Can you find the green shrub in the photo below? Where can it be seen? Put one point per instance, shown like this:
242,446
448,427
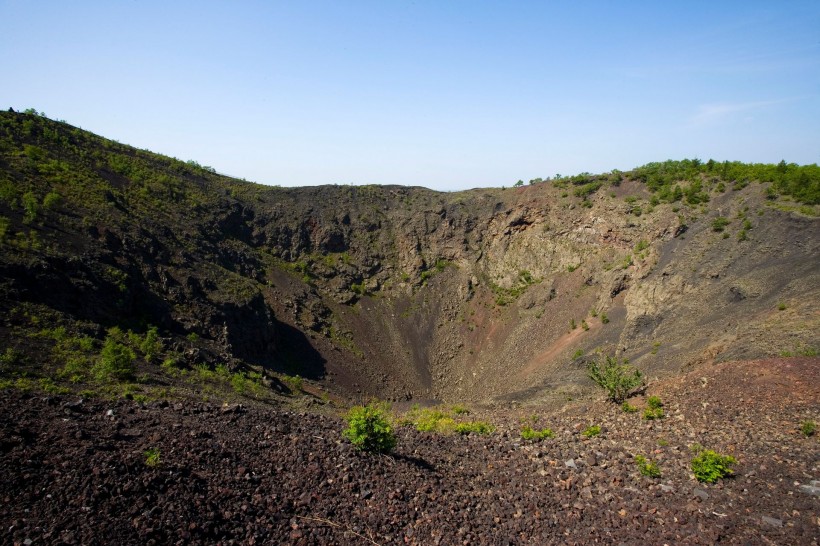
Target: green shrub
369,429
720,223
709,466
150,344
647,467
620,380
474,427
116,361
52,200
152,457
293,382
531,434
591,431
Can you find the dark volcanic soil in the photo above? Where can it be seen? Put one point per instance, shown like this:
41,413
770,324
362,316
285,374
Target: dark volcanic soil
74,472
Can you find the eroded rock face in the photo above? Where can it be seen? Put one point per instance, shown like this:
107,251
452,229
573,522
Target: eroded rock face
404,292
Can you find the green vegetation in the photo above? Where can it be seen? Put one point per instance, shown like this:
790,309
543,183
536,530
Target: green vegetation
647,467
618,378
116,361
152,457
369,429
504,296
474,427
591,431
709,466
530,434
720,223
664,179
293,382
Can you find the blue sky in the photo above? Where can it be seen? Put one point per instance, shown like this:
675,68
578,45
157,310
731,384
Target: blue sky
444,94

— Instructions to follow —
What is needed here is an exact copy of all the entries, without the pictures.

— Exercise result —
Can you find the green shrub in the photo below? Where can it be seen? Put one point per instance, shown like this:
242,446
448,427
Target: green shrub
369,429
720,223
709,466
150,344
647,467
620,380
474,427
116,361
52,200
152,457
293,382
531,434
591,431
Can you find the dark volcanic soil in the photo above? Where can it be seen? Put one point per instance, shown like this:
41,413
770,324
362,316
285,374
Target: dark volcanic soil
74,472
Can you find the eroded rock face in the photo above? Where can it be seen? Put one point per instance, shown like this:
107,251
452,229
573,522
Target: eroded rock face
404,292
Can you find the green vegetation in the photo above? Where can it be seen? Put one point per instance, shown like this:
790,309
543,183
536,530
Target: green vegetation
647,467
618,378
116,361
152,457
369,429
504,296
474,427
591,431
709,466
530,434
720,223
664,179
293,382
Can you find the blue sky in the photo above? Where can it be seen? Put one point per instance, shown like this:
675,68
578,45
157,310
731,384
Target: blue sky
444,94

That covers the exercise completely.